▶ _Problem to solve_
If a line in the data contains "below", copy it out.

+===+

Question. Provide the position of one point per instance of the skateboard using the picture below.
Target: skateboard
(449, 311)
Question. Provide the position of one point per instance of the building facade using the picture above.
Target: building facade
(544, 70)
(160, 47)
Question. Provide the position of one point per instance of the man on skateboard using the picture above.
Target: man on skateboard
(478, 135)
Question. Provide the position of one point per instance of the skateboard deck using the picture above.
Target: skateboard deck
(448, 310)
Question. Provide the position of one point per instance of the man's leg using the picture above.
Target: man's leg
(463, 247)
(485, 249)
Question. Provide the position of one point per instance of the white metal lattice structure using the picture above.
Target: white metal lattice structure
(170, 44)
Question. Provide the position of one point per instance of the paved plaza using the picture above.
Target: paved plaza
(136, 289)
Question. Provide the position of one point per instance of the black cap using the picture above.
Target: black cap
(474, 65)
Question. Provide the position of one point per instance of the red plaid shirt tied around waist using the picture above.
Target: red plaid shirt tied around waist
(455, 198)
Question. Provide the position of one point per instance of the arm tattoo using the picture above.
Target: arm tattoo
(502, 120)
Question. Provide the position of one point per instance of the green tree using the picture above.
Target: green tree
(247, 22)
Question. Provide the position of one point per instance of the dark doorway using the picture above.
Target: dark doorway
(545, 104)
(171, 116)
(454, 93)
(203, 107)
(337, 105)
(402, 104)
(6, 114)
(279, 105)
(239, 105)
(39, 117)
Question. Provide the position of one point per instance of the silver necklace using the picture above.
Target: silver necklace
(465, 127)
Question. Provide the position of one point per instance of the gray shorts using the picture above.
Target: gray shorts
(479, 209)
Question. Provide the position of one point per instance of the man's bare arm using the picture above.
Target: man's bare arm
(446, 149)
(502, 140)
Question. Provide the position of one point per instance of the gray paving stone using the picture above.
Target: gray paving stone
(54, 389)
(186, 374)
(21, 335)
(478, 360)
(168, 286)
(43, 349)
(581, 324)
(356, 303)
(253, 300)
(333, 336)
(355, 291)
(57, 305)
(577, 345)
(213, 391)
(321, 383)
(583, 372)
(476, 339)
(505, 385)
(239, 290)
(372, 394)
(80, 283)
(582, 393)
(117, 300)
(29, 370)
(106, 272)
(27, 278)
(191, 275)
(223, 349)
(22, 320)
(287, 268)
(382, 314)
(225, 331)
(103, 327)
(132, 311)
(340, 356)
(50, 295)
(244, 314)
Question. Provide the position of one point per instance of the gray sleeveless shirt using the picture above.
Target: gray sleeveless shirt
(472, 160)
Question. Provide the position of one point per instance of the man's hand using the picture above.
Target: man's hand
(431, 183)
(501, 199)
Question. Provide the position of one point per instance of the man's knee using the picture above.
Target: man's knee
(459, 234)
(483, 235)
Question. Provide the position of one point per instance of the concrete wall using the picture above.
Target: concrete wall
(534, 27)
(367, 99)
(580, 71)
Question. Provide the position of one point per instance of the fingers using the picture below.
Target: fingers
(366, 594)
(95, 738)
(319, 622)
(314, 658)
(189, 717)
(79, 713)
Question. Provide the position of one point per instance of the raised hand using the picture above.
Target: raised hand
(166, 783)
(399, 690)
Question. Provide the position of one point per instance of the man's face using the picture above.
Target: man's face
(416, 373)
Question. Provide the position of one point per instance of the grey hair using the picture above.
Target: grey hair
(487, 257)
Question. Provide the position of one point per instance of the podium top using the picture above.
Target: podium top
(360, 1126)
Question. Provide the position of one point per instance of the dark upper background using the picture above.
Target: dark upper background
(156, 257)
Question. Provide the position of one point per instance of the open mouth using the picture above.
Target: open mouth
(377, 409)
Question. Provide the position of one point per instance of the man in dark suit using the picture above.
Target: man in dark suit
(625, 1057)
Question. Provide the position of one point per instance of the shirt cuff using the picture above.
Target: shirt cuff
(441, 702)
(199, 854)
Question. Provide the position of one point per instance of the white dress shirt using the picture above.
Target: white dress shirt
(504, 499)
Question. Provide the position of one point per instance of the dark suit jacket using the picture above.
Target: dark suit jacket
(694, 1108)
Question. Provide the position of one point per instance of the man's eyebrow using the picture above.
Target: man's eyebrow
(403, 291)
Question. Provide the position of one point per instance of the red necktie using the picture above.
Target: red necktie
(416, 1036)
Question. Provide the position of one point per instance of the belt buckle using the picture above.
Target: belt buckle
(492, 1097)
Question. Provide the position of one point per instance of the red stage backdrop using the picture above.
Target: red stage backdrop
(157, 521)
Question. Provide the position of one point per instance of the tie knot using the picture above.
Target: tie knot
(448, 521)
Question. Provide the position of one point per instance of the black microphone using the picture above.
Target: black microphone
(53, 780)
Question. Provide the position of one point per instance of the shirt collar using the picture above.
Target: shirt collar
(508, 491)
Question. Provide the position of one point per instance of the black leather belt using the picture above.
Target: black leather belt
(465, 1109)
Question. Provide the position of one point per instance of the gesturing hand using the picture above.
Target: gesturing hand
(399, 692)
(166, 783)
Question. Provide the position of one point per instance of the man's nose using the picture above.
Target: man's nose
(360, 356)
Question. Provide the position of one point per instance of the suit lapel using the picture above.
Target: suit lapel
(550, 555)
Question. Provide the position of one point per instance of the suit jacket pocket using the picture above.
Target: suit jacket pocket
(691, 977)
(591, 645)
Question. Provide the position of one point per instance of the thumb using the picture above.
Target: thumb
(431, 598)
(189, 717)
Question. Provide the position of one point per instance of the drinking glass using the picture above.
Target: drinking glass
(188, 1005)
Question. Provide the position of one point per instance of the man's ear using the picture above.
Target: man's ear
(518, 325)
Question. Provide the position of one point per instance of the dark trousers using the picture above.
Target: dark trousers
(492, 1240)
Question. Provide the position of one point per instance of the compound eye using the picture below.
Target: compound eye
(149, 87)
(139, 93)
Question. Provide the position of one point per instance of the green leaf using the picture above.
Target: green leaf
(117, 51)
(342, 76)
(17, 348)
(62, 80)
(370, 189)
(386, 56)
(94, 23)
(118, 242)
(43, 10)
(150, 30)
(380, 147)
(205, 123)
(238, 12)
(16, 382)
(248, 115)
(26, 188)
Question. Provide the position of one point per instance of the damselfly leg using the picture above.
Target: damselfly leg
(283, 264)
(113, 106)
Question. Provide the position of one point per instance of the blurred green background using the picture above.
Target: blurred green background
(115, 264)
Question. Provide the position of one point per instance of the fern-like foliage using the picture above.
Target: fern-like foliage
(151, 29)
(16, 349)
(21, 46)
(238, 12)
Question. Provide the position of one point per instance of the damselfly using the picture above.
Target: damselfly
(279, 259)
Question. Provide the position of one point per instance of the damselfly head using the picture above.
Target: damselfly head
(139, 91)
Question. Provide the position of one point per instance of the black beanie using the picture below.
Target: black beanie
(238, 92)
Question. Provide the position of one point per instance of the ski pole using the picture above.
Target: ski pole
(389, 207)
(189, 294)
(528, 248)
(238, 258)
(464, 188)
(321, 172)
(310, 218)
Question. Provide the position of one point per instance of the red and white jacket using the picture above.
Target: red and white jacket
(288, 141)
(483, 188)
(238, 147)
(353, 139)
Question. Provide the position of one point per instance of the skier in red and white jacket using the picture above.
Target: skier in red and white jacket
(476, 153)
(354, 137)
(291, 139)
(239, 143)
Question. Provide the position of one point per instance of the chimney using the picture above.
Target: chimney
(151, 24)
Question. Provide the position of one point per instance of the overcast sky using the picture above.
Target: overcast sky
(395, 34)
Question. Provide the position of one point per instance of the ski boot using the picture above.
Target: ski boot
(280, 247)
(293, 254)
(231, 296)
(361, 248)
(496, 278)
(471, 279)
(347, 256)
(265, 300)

+===+

▶ _Output of the exercise_
Question. Provide the position of one point per instance of the skateboard using the picture below.
Question. Provide the position of one point per instance of the fingers using the picture below.
Question. Provide the position of one point per instance of the compound eye using the picture below.
Question. Provide the position of one point per instance of the black beanie using the picture below.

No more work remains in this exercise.